==== Source document ====
Assuming that that particular step is taken in relation to the matter, there are then further orders sought with regard to the repayment of costs incurred in relation to all proceedings over the years and, in fact, these proceedings stem back to dispute between the applicants and respondents in 1992, or early 1993.
Additionally orders are sought with regard to refunding of moneys that the applicants say have been paid to the respondents, in relation to the original judgment, and an award of exemplary damages for the conduct of the respondent during the course of the proceedings since 1993. Esanda Finance Corporation Ltd, oppose the application.
The basis upon which the bankruptcy notice is contested is explained in the affidavit of Anthony Schepis, the husband, if I can describe him that way, being the applicant who has sworn the affidavit in support. It is purported or suggested by Mr Schepis that the bankruptcy notice is a confusing, misleading or incomplete document and that it gives rise to a basis upon which there should be, at least at this time, a discharge of the bankruptcy notice, for the purposes of the application before the Court.
The original bankruptcy notice which was prepared in relation to the proceedings, is dated 21 June 2005. It relates to a judgment apparently obtained by Esanda Finance Corporation Ltd against Mr and Mrs Schepis. The certificate of judgment, attached to the bankruptcy notice, being file number 4673 of 2004, is in these terms:
In this matter, the plaintiff recovered judgment against the defendant on 7 May 2004 in the sum of $40,211.91.
It then goes on to prescribe interest pursuant to the provisions of s.91(1) of the Supreme Court Act 1970. Costs were also the subject of the determination, but no specific order for costs was given in relation to the proceedings.
The confusion that, at least in the first instance, is suggested by the applicants to arise, comes from the fact that the document from the local Court in Sydney, New South Wales, refers to the judgment creditor as Esanda Finance Corporation Limited ABN 64 004 346 043 and judgment debtor, Anthony Schepis and Michele Schepis.
As I said, the actual judgment, or declaration in relation to the matter of costs, however, refers to the plaintiff and the defendant. The applicants here say that that is the first ground upon which it could properly be suggested that there is confusion. The second ground upon which it is suggested that there is confusion arising, relates to the extension of the bankruptcy notice, issued by the Insolvency and Trustee Service of Australia.
The confusion that is said to arise, comes from the fact that there are actually two extensions of bankruptcy notice, apparently under the hand of the Insolvency and Trustee Service of Australia. They are dated respectively, 12 December 2005 and 14 December 2005, and each has been attached to the bankruptcy notice to which I have already referred, on an occasion when it was served or alleged to have been served upon the applicants in these proceedings.
Each of those extensions of bankruptcy notice, refer to the debtors, Anthony Schepis and Michele Schepis. The references in that regard include the spelling of Mrs Schepis's first name with two “l”s, in other words ‘M-i-c-h-e-l-l-e’. The material before the Court at this time clearly shows that the correct spelling of the first name of Mrs Schepis, is Michele with one l, ‘M-i-c-h-e-l-e’.
====
— Set tasks —
1 - Translate this sentence from the court ruling on the bankruptcy notice into Spanish: "In this matter, the plaintiff recovered judgment against the defendant on 7 May 2004 in the sum of $40,211.91."
2 - According to the court ruling on the bankruptcy notice, what date does the original bankruptcy notice bear?
The items that follow come from a separate source.
==== Record list ====
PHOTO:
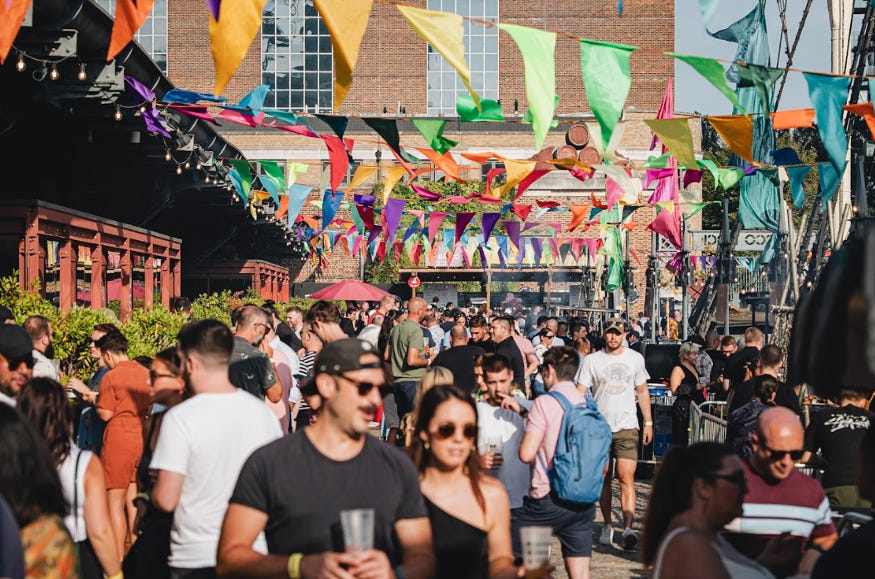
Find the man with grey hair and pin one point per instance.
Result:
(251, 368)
====
==== Record list ====
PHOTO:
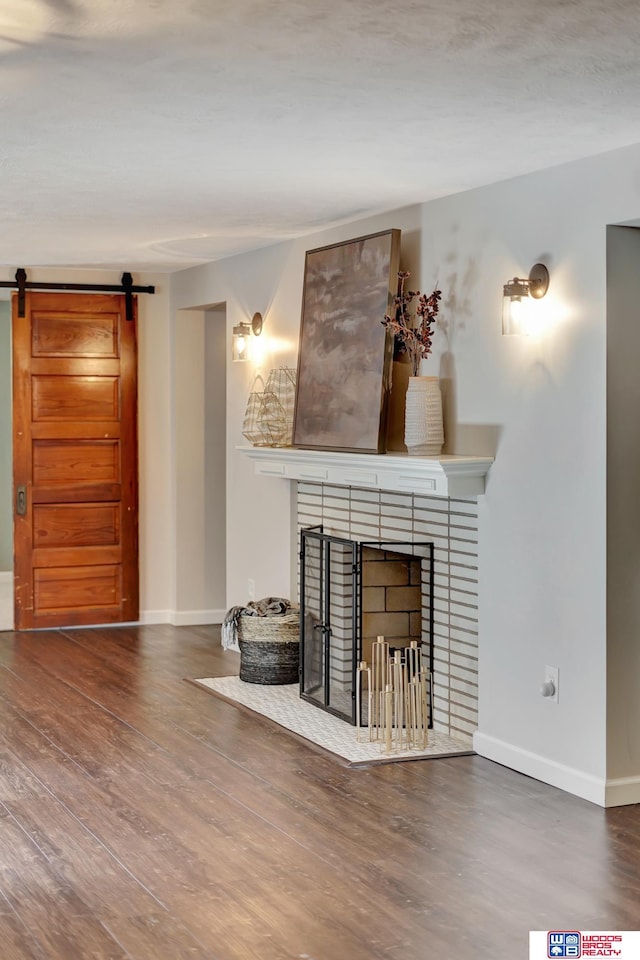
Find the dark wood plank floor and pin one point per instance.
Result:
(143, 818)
====
— Outputs for the tasks —
1 - En este asunto, el demandante obtuvo sentencia contra el demandado el 7 de mayo de 2004 por la suma de $40,211.91.

2 - It is dated 21 June 2005.